● WORK TASK
Please print every line of the listing, unchanged.

● SOURCE RECORDS
□ □ □ □

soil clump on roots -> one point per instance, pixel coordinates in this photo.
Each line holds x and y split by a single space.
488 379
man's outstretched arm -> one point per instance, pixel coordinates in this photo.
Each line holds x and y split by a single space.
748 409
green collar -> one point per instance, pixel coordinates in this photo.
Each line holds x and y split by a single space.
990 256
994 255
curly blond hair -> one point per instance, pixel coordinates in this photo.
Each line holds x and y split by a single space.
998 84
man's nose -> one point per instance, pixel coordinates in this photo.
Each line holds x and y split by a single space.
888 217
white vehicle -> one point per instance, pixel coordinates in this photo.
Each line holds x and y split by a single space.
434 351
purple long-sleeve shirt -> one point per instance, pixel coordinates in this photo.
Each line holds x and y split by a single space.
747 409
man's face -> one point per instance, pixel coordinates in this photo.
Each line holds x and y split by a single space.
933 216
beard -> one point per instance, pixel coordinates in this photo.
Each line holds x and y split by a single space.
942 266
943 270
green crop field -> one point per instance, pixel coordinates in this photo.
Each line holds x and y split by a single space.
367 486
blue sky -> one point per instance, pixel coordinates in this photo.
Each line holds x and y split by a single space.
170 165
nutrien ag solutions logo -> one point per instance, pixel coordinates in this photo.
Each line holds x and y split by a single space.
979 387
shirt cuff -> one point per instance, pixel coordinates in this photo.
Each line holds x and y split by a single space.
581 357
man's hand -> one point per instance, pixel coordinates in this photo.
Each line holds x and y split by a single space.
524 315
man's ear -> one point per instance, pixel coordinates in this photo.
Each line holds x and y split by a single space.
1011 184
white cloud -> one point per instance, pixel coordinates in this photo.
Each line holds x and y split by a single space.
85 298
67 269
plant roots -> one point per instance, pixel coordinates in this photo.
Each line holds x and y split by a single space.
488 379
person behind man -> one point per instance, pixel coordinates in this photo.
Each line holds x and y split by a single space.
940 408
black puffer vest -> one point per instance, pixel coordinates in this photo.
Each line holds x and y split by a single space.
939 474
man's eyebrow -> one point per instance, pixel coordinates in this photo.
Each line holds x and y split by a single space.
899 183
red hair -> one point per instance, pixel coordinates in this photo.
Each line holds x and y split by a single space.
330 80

□ □ □ □

● THE ANSWER
soil clump on roots -> one point per instance, pixel coordinates in this photo.
Each line holds x and y split by a single space.
488 379
man's outstretched arm -> one point per instance, pixel coordinates in this photo.
Each line holds x and y split by a single space.
748 409
green collar -> one point per instance, pixel coordinates in this photo.
Each line holds x and y split by a single space.
990 256
994 255
curly blond hair -> one point per instance, pixel coordinates in this photo.
Each line holds x and y split by a single space.
998 84
man's nose -> one point per instance, pixel coordinates in this photo.
Each line holds x and y split by a single space.
888 217
white vehicle -> one point per instance, pixel coordinates in this photo.
Each line holds x and y split by a single space.
434 351
purple long-sleeve shirt -> one point per instance, pixel coordinates in this photo.
Each line holds x and y split by a single space.
747 409
man's face -> one point per instance, pixel coordinates in this photo.
Each line holds x and y split by a single space.
933 216
beard -> one point per instance, pixel coordinates in this photo.
Each line holds x and y split by a single space.
942 266
943 270
green crop field -> one point per instance, pixel coordinates in this photo.
Each line holds x and y split by a single space.
367 486
blue sky -> one point per instance, pixel coordinates in this photo.
Each line holds x and y split by a single space.
170 165
nutrien ag solutions logo -> one point per instance, pixel coordinates in this photo.
Each line holds x and y split by a single space.
979 387
shirt cuff -> one point per instance, pixel coordinates in this photo.
Each line holds x and y split by a single space.
581 357
man's hand -> one point per instance, pixel coordinates in this photo.
Each line holds x and y split by a single space.
524 315
man's ear -> one point per instance, pixel coordinates in this photo.
Each line holds x and y split by a single space.
1011 184
white cloud -> one point per instance, pixel coordinates in this photo.
Each line holds x and y split by a single space.
85 298
67 269
plant roots -> one point per instance, pixel coordinates in this photo.
Each line holds x and y split by a single space.
488 379
person behind man -> one point per instance, pixel coordinates in this photo.
Each line holds x and y split by a single space.
940 408
black puffer vest -> one point per instance, pixel coordinates in this photo.
Each line holds x and y split by a single space.
939 474
man's eyebrow -> one point per instance, pixel coordinates in this photo.
Each line holds x and y split by a single space.
899 183
red hair -> one point per instance, pixel coordinates in this photo.
Each line holds x and y split by a single space.
330 80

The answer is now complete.